Aufgaben -
**A.** Überarbeiten Sie den Abschnitt des Forenbeitrags über AWT und Swing zwischen „In der Hoffnung, dass“ und „moderner und flexibler.“, beide einschließlich, und geben Sie ihn mit „Eifer“ anstelle von „Enthusiasmus“ wieder.
**B.** Übersetzen Sie den Satz „Mit Swing hat man mehr Möglichkeiten, und es ist moderner und flexibler.“ aus dem Forenbeitrag über AWT und Swing ins Englische.
**C.** Führen Sie den Forenbeitrag über AWT und Swing im Anschluss an seinen letzten Satz weiter.

Ausgangstext -
In der Hoffnung, dass das jetzt nicht zuuu sehr ein "Dämpfer" für deinen Enthusiasmus ist: Das ist ... so nicht so gut. Einerseits verwendest du AWT, was man als "veraltet" bezeichnen könnte. Mit Swing hat man mehr Möglichkeiten, und es ist moderner und flexibler.

Darüberhinaus: Die Methode "handleEvent(Event e)" ist NOCH veralteter als AWT. Schon seit Java 1.1 - also seit etwa 13 Jahren. Wo hast du das denn her? :noe:

Schau dir vielleicht mal ein Tutorial an, wie z.B. Malen in Swing Teil 1: der grundlegende Mechanismus - Byte-Welt Wiki, damit dürfen viele der ersten Fragen beantwortet werden, und auch wenn es "nix schick-schnöseliges" sein sollte kann man ja versuchen, es gleich "richtig" zu machen...

Datenteil -
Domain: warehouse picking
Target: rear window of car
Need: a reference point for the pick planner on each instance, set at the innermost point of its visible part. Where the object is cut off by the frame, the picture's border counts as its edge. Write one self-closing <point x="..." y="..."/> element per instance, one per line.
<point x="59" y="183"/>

Antworten je Aufgabe -
**A.**
In der Hoffnung, dass das jetzt nicht zuuu sehr ein "Dämpfer" für deinen Eifer ist: Das ist ... so nicht so gut. Einerseits verwendest du AWT, was man als "veraltet" bezeichnen könnte. Mit Swing hat man mehr Möglichkeiten, und es ist moderner und flexibler.

**B.** With Swing you have more options, and it is more modern and more flexible.

**C.**
----------



## wurmi86 (29. Apr 2010)

Hallo, danke für den hinweis, Marco13.

Und ich WETTE, da draussen auf der Welt gibt es irgendwo noch ein Mädel, welche sich den niederen Diensten der Informatik widmet. =)

Also das ist doch schon mal was. Dann stell ich mal die Bmühungen an AWT ein und konvertiere zu Swing.

Danke für den Link. Schätze mal das brignt mich weiter.

Bis dann werte WEIBLEIN und männlein. Und danke
ich meld, mich sobald ich problemchen hab.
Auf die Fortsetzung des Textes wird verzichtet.